--- PÁGINA ---
◆ ◆ ◆

Por Patricia Auerbach,
autora da coleção Objetos Brincantes
A cena é conhecida. Noite de Natal, casa cheia, famílias reunidas e crianças correndo eufóricas pelo apartamento. Será que o Papai Noel vai trazer aquele boneco do personagem favorito? O caminhão que anda sozinho e toca sirene?
Meus filhos tinham 2 e 4 anos e saboreavam a noite com amigos e primos da mesma idade. Antes que os mais novos começassem a bocejar, um dos adultos deu início ao suspense:
- Eu acho que ouvi um sino!
Tensão no ar. As crianças interrompem a brincadeira. Alguém embarca no faz de conta natalino:
- Eu também, veio lá dos quartos!
Ilustração do livro A garrafa, de Patricia Auerbach, da coleção Objetos Brincantes
Enquanto as crianças disparavam pelo corredor em busca do bom velhinho, uma equipe de pais e avós tomava a sala trazendo dezenas de caixas de embrulhos coloridos que estavam escondidos na cozinha. Quando todos os pacotes já estavam sob a árvore, seguiu-se o ritual.
- Criançada, ele está aqui! Venham depressa!!
Eles correram o mais rápido que podiam, mesmo assim não viram o senhor de barba branca e roupa vermelha que tanto queriam encontrar. Mas os presentes embaixo da árvore não deixavam dúvidas de que a estrela da noite havia passado por ali.
Em poucos minutos, o chão da sala estava forrado de papéis rasgados e laços de cetim colorido. Era brinquedo pra todo lado. O boneco, além de gigante, gargalhava. O caminhão fazia manobras apitando loucamente!
Ilustração do livro O lenço, de Patricia Auerbach
Lembro de olhar em volta e sentir um desconforto com aquela cena. Os excessos cometidos por avós de primeira viagem.
O formato auto-brincante daqueles presentes que deixavam pouco espaço para a imaginação. Qual era o problema com bonecas de pano e crianças imitando vozes pra fazer de conta? Será que o lugar das crianças era mesmo o de espectadores de um caminhão que faz tudo sozinho?

◆ ◆ ◆

--- LINHAS ---
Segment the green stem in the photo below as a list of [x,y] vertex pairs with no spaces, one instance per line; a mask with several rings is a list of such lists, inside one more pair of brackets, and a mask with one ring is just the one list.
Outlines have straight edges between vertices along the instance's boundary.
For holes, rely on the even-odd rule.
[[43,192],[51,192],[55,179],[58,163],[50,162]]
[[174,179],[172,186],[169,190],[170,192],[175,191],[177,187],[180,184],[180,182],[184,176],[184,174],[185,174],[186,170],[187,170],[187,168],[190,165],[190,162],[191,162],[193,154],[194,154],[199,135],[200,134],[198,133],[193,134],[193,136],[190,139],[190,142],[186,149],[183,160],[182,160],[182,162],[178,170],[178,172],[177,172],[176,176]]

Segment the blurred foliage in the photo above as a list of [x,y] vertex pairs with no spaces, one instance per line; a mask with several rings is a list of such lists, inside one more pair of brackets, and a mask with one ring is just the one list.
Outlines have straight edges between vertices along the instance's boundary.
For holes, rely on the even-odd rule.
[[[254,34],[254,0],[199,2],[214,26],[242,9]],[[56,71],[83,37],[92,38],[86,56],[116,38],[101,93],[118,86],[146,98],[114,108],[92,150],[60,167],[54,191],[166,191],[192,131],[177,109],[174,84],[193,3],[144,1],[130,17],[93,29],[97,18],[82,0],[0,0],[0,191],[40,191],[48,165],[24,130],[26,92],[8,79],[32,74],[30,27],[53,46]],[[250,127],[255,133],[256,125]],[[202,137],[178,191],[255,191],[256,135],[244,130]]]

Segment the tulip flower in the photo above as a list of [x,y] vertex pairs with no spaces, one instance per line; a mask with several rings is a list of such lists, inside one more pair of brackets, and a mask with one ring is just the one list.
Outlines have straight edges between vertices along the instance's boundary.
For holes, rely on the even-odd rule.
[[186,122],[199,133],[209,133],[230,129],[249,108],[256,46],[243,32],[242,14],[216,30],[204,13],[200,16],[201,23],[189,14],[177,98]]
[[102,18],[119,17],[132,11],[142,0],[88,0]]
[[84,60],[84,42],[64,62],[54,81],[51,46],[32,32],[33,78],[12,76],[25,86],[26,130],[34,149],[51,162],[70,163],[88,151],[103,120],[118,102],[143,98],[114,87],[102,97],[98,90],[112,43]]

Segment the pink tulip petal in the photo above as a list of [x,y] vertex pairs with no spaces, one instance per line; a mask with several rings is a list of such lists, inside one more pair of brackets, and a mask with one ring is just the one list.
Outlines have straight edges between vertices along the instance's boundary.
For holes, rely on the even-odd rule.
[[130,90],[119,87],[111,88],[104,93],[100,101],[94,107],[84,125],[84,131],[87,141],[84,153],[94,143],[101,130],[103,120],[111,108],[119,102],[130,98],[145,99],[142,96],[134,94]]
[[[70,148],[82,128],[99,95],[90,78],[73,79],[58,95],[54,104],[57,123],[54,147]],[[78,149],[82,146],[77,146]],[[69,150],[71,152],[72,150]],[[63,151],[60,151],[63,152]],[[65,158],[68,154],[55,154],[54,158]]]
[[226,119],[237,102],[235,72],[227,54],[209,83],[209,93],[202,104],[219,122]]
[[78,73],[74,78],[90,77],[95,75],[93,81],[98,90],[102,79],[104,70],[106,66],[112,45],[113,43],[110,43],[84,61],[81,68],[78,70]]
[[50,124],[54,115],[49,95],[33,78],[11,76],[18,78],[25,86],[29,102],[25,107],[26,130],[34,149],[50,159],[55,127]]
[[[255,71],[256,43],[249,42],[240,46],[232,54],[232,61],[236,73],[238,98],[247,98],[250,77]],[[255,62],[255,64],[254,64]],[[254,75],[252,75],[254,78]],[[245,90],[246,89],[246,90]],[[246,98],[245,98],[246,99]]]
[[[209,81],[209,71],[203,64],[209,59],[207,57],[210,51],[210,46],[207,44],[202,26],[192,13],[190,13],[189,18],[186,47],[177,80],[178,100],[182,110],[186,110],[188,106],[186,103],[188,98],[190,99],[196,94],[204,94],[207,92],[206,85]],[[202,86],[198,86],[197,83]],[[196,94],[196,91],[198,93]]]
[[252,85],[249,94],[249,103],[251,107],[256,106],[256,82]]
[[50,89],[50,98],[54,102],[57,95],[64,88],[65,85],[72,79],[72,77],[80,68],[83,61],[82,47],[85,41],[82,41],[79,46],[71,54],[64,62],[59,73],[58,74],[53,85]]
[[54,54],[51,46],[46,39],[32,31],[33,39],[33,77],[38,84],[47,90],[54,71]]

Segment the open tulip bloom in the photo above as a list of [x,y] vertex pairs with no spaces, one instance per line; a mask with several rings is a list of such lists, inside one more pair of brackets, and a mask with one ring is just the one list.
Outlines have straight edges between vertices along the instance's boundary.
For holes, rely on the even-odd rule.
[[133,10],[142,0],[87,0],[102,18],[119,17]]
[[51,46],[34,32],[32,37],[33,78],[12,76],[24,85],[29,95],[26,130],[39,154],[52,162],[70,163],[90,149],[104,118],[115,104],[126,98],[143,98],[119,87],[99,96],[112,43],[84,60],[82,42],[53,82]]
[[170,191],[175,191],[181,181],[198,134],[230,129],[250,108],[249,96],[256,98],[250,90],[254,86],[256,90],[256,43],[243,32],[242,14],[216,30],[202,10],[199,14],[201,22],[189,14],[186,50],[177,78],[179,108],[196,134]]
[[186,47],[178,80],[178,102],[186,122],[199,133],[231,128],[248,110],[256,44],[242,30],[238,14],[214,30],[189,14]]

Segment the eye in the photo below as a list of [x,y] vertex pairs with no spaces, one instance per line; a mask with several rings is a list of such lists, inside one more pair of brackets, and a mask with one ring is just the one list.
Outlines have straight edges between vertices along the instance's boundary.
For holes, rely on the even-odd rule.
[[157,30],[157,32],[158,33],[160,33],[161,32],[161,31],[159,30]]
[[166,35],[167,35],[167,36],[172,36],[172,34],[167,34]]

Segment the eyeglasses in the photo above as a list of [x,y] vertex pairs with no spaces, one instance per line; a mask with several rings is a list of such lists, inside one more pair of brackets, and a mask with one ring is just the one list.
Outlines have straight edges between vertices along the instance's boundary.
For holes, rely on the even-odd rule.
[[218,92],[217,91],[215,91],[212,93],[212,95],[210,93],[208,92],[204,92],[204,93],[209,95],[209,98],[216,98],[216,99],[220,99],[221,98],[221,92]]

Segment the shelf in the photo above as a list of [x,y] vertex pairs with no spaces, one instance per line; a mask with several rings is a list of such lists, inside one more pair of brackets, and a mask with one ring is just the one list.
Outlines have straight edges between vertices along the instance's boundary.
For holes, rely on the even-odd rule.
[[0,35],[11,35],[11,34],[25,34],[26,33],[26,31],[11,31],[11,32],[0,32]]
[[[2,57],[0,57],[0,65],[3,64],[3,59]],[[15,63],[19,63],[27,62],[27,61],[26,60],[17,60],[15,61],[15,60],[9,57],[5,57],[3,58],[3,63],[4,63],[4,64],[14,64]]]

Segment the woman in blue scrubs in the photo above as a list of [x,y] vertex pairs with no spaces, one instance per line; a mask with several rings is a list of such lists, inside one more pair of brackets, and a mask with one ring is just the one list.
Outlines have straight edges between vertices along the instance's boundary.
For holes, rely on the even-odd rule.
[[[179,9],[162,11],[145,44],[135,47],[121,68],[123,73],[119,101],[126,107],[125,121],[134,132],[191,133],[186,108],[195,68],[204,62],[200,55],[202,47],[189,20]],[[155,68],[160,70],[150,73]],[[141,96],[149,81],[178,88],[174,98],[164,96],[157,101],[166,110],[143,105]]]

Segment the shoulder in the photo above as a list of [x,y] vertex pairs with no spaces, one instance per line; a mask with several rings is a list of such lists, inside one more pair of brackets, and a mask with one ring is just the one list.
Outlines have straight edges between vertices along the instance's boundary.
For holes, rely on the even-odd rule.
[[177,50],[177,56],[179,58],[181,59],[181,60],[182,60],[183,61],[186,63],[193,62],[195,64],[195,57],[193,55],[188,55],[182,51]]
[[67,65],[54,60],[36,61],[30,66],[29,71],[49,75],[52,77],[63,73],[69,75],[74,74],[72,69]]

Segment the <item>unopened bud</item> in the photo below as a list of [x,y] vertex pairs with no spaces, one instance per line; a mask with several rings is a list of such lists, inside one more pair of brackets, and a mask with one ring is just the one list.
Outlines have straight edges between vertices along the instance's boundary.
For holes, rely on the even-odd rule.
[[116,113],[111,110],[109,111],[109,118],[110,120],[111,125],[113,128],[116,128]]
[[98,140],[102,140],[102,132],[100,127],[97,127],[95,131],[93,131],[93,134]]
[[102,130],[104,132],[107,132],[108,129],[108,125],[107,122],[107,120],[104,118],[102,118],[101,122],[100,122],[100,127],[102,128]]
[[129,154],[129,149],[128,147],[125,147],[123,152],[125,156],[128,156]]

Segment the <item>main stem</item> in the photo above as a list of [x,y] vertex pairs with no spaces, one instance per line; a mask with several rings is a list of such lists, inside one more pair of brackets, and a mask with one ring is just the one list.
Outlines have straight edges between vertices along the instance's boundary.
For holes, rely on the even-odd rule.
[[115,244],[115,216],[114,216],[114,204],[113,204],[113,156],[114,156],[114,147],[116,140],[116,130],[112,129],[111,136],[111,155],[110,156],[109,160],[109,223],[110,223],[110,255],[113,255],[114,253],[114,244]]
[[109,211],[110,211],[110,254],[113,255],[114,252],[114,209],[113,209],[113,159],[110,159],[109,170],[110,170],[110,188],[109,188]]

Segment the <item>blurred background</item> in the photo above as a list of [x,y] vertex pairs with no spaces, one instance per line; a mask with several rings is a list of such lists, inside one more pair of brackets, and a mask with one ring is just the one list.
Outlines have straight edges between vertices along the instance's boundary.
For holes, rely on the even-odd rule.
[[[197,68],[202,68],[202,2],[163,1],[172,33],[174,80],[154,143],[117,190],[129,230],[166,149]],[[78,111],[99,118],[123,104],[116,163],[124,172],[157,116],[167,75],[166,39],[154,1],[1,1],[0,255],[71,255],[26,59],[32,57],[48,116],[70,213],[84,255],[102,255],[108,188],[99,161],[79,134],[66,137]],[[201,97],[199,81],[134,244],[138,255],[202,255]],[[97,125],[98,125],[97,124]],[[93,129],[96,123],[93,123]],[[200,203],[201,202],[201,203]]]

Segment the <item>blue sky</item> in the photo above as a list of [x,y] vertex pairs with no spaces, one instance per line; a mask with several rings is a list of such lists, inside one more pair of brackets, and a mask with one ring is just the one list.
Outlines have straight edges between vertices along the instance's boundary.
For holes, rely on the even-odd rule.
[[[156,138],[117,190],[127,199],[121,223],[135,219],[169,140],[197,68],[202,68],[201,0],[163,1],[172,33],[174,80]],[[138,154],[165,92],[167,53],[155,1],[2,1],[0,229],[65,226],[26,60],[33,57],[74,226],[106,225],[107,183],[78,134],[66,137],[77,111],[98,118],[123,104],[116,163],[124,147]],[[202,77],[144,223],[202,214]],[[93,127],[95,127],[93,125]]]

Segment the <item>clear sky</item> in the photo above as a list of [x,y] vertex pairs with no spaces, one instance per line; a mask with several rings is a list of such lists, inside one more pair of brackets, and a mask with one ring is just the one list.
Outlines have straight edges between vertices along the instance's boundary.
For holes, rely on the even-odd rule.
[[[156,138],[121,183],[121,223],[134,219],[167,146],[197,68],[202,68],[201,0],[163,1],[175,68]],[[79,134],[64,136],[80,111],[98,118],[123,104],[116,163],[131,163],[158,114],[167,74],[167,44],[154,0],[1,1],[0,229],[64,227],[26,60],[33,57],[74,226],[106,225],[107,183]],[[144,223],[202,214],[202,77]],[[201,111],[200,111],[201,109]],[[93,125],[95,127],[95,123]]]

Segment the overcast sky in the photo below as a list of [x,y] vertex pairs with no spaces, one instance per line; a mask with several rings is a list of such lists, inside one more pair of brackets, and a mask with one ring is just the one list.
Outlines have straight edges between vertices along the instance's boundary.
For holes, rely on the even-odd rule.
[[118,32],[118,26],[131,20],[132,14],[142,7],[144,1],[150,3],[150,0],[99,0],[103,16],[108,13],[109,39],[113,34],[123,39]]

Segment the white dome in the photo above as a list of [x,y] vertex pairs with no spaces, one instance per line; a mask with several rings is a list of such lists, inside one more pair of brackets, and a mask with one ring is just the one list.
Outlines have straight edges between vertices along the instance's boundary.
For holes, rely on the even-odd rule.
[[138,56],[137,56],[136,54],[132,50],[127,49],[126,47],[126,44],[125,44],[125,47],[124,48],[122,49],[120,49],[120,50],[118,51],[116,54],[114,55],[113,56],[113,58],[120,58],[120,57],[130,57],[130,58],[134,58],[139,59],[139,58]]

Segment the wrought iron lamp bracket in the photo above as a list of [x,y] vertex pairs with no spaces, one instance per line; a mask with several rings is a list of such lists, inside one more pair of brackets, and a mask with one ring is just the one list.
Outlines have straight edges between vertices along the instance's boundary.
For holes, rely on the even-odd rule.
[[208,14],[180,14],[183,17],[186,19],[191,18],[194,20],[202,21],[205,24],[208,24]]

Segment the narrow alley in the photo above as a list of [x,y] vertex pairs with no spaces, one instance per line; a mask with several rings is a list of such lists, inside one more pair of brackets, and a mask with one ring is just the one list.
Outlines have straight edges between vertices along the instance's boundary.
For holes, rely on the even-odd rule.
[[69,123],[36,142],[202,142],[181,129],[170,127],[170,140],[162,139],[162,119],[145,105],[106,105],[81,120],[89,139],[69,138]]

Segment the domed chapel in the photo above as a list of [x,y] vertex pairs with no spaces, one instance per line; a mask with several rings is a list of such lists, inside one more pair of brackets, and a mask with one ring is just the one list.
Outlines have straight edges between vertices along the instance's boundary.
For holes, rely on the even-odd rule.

◆ ◆ ◆

--- INSTRUÇÕES ---
1) Transcreva literalmente o trecho do relato sobre a noite de Natal que vai de "Meus filhos tinham" até "aqui! Venham depressa!!", inclusive.
2) Prossiga com o relato sobre a noite de Natal a partir da última frase apresentada.

--- RESPOSTAS EM ORDEM ---
1)
Meus filhos tinham 2 e 4 anos e saboreavam a noite com amigos e primos da mesma idade. Antes que os mais novos começassem a bocejar, um dos adultos deu início ao suspense:
- Eu acho que ouvi um sino!
Tensão no ar. As crianças interrompem a brincadeira. Alguém embarca no faz de conta natalino:
- Eu também, veio lá dos quartos!
Ilustração do livro A garrafa, de Patricia Auerbach, da coleção Objetos Brincantes
Enquanto as crianças disparavam pelo corredor em busca do bom velhinho, uma equipe de pais e avós tomava a sala trazendo dezenas de caixas de embrulhos coloridos que estavam escondidos na cozinha. Quando todos os pacotes já estavam sob a árvore, seguiu-se o ritual.
- Criançada, ele está aqui! Venham depressa!!

2)
Me distraí com a troca de presentes entre os adultos até que fui surpreendida por uma mãozinha gorducha me empurrando pro lado. Ele queria abrir espaço para a passagem de uma fila animada que corria pela sala gritando piuíííí, piuíííí. Os maquinistas circulavam entre os adultos segurando uma longa fita de cetim que chegara à cena como enfeite na caixa do enorme caminhão. Eles eram um trem, e o que os transformava em comboio era uma fita. O som não precisava de pilha, a brincadeira não tinha manual de instruções. A fita tinha despertado nas crianças a vontade de brincar juntos, de inventar sem rumo. Eu lembro de olhar pra eles com orgulho e abrir um sorriso de alívio, como se a história daquela noite tivesse voltado para o lugar e a magia da infância estivesse de volta.
Pouco tempo depois, em um dia de chuva, tirei do chão algumas folhas de jornal para construir barquinhos, chapéus e espadas, na esperança de que distraíssem dois meninos agitados que corriam pela casa da avó pondo em risco a integridade de dezenas de pratinhos, vasinhos e porta-retratos que estavam na família havia décadas.
A brincadeira deu tão certo que eu decidi registrar algumas cenas do nosso faz de conta pra que eles nunca esquecessem aquela aventura. Foi assim que nasceu meu primeiro livro, O jornal, uma narrativa visual que constrói com imagens as aventuras imaginárias de um menino brincando com dobraduras de papel.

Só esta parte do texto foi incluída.